◆ **WHAT THE EXERCISE ASKS**
How many of the rows below contain the word "tree"? Case matters, and the reply should be that number alone.

◆ **DATA FOR THE TASK**
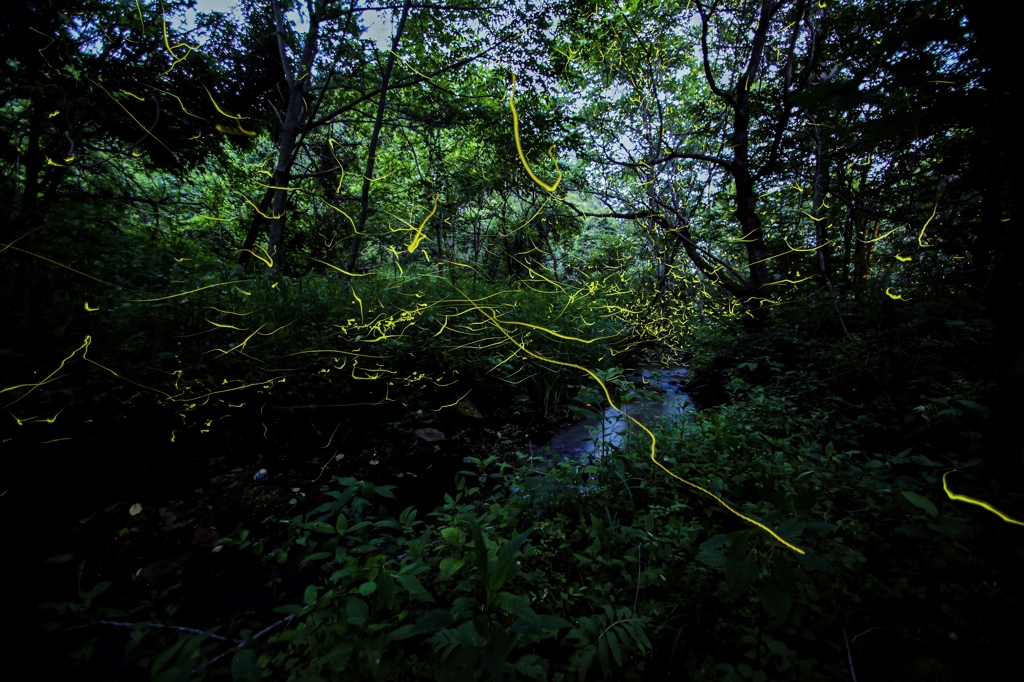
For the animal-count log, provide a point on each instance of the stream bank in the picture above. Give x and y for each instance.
(659, 394)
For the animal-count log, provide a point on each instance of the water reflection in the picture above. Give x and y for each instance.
(659, 394)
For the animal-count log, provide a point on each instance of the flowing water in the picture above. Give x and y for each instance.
(659, 394)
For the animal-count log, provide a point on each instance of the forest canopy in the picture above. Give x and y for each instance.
(266, 263)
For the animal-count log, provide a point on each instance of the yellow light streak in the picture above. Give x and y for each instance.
(974, 501)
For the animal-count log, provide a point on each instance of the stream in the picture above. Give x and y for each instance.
(590, 437)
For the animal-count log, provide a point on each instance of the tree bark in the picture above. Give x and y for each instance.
(360, 222)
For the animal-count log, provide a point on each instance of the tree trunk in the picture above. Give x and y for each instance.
(360, 222)
(820, 190)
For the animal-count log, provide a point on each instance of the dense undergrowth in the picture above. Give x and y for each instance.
(505, 568)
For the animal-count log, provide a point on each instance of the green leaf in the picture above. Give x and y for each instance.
(740, 563)
(775, 599)
(452, 536)
(414, 587)
(357, 610)
(468, 635)
(431, 623)
(921, 502)
(616, 652)
(246, 668)
(951, 527)
(586, 661)
(506, 557)
(451, 565)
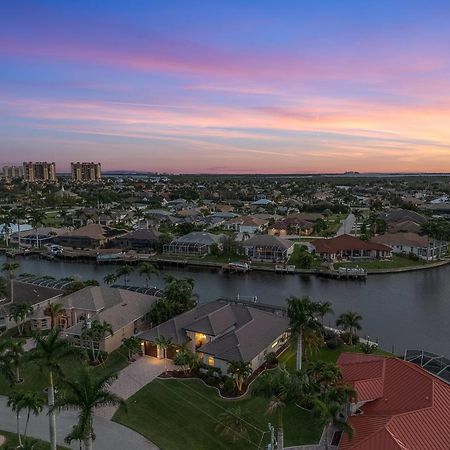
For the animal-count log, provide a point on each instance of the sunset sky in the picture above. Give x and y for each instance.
(227, 86)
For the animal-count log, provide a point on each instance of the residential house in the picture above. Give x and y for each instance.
(126, 311)
(424, 247)
(291, 225)
(246, 224)
(268, 248)
(37, 237)
(221, 332)
(27, 293)
(399, 405)
(140, 240)
(195, 243)
(90, 236)
(347, 247)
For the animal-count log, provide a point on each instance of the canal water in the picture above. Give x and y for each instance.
(405, 310)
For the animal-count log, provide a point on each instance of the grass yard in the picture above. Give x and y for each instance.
(324, 354)
(12, 442)
(397, 262)
(36, 380)
(182, 414)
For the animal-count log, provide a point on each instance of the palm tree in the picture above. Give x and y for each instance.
(11, 268)
(147, 269)
(55, 311)
(124, 271)
(37, 219)
(349, 321)
(324, 308)
(18, 215)
(14, 353)
(19, 312)
(16, 403)
(164, 343)
(233, 424)
(280, 387)
(7, 222)
(132, 344)
(301, 313)
(87, 391)
(329, 407)
(49, 353)
(110, 279)
(34, 403)
(240, 371)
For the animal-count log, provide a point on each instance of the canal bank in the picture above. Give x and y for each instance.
(404, 310)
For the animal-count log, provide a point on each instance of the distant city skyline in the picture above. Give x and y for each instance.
(227, 87)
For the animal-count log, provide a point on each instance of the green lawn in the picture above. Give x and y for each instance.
(182, 414)
(12, 442)
(324, 354)
(396, 262)
(36, 380)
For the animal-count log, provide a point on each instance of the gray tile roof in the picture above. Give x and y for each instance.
(241, 332)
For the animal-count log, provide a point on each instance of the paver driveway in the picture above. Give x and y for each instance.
(133, 378)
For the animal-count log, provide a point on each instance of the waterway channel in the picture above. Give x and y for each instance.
(403, 310)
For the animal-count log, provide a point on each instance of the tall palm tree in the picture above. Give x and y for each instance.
(19, 215)
(329, 408)
(349, 321)
(164, 343)
(301, 313)
(19, 312)
(85, 392)
(49, 353)
(110, 278)
(148, 269)
(240, 371)
(10, 269)
(124, 271)
(14, 353)
(37, 219)
(55, 311)
(16, 403)
(324, 308)
(34, 403)
(233, 424)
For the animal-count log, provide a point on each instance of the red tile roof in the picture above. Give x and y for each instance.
(345, 242)
(407, 408)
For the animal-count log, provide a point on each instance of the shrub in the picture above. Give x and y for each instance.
(270, 358)
(228, 386)
(334, 343)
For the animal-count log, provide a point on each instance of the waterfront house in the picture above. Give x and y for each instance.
(347, 247)
(291, 225)
(246, 224)
(126, 311)
(90, 236)
(268, 248)
(37, 237)
(30, 294)
(399, 405)
(195, 243)
(424, 247)
(221, 332)
(140, 240)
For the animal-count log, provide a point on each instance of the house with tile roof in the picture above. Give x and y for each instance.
(346, 247)
(221, 332)
(400, 406)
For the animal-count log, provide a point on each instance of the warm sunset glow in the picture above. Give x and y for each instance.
(235, 87)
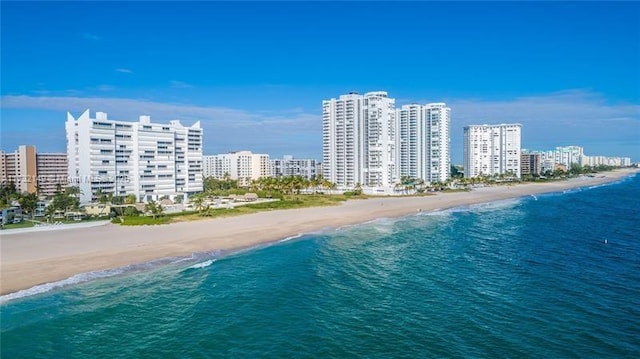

◆ **CORRECT RESPONSE**
4